Data for this task:
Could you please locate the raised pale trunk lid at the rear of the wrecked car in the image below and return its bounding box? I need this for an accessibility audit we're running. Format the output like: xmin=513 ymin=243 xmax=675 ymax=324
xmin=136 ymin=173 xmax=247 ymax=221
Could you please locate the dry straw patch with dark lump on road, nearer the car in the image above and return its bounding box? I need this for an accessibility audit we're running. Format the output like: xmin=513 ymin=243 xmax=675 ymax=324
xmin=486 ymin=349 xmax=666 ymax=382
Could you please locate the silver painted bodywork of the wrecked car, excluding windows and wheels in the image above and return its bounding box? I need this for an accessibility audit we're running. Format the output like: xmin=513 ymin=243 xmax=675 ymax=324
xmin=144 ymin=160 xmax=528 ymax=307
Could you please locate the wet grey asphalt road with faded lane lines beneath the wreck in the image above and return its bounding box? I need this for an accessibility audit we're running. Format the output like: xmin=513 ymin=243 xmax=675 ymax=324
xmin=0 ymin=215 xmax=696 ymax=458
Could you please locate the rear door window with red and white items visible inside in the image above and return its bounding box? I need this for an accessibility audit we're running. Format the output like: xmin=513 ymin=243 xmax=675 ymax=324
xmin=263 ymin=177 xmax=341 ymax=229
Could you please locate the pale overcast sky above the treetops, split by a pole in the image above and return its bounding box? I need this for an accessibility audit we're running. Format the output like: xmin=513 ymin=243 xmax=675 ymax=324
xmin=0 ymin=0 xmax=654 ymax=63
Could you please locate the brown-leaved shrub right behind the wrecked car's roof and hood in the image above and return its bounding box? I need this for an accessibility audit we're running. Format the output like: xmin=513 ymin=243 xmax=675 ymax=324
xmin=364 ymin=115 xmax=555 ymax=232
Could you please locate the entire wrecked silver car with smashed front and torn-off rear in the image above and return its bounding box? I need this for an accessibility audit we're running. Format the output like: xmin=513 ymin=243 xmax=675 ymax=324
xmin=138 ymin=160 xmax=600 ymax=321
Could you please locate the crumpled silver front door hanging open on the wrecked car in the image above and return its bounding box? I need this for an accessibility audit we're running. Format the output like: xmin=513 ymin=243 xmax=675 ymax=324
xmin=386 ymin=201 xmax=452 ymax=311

What needs to be done:
Transcribe each record exactly. Leave nothing out.

Answer space:
Could you please locate the raised pale trunk lid at the rear of the wrecked car in the image below and return its bounding box? I need this for an accessibility audit we're running. Format the output like: xmin=513 ymin=243 xmax=675 ymax=324
xmin=136 ymin=173 xmax=247 ymax=221
Could you please locate the dry straw patch with dark lump on road, nearer the car in the image above and return its bounding box? I need this for an accessibility audit we're running. Format the output like: xmin=513 ymin=243 xmax=675 ymax=324
xmin=486 ymin=349 xmax=666 ymax=382
Could you please locate the silver painted bodywork of the wrecked car, excluding windows and wheels in the image above and return its bounding box? I need this for an accessibility audit we're running. Format the output like: xmin=513 ymin=243 xmax=675 ymax=324
xmin=144 ymin=160 xmax=528 ymax=307
Could you please locate the wet grey asphalt road with faded lane lines beneath the wreck in the image above and return its bounding box? I need this for an accessibility audit we're running. Format the output like: xmin=513 ymin=243 xmax=675 ymax=324
xmin=0 ymin=215 xmax=696 ymax=458
Could you please locate the rear door window with red and white items visible inside in the image above and return its bounding box? I need this for an accessibility audit we're running. Format the output like: xmin=513 ymin=243 xmax=675 ymax=324
xmin=263 ymin=177 xmax=341 ymax=229
Could you please locate the pale overcast sky above the treetops, split by a pole in the image above and return its bounding box? I need this for an accessibility audit we're running. Format the output like: xmin=513 ymin=243 xmax=675 ymax=324
xmin=0 ymin=0 xmax=654 ymax=63
Could you please locate the brown-leaved shrub right behind the wrecked car's roof and hood in the image above and return its bounding box? I need this for an accessibility audit we're running. Format the output like: xmin=513 ymin=243 xmax=675 ymax=324
xmin=364 ymin=115 xmax=555 ymax=232
Could you please locate the entire wrecked silver car with smashed front and torn-off rear in the image above and return its bounding box? I need this for an accessibility audit we're running. Format the output like: xmin=513 ymin=243 xmax=675 ymax=324
xmin=138 ymin=160 xmax=600 ymax=321
Could you please locate the crumpled silver front door hanging open on the wrecked car in the image above and return its bounding box? I need this for an accessibility audit we're running. Format the output like: xmin=513 ymin=243 xmax=675 ymax=324
xmin=386 ymin=201 xmax=452 ymax=311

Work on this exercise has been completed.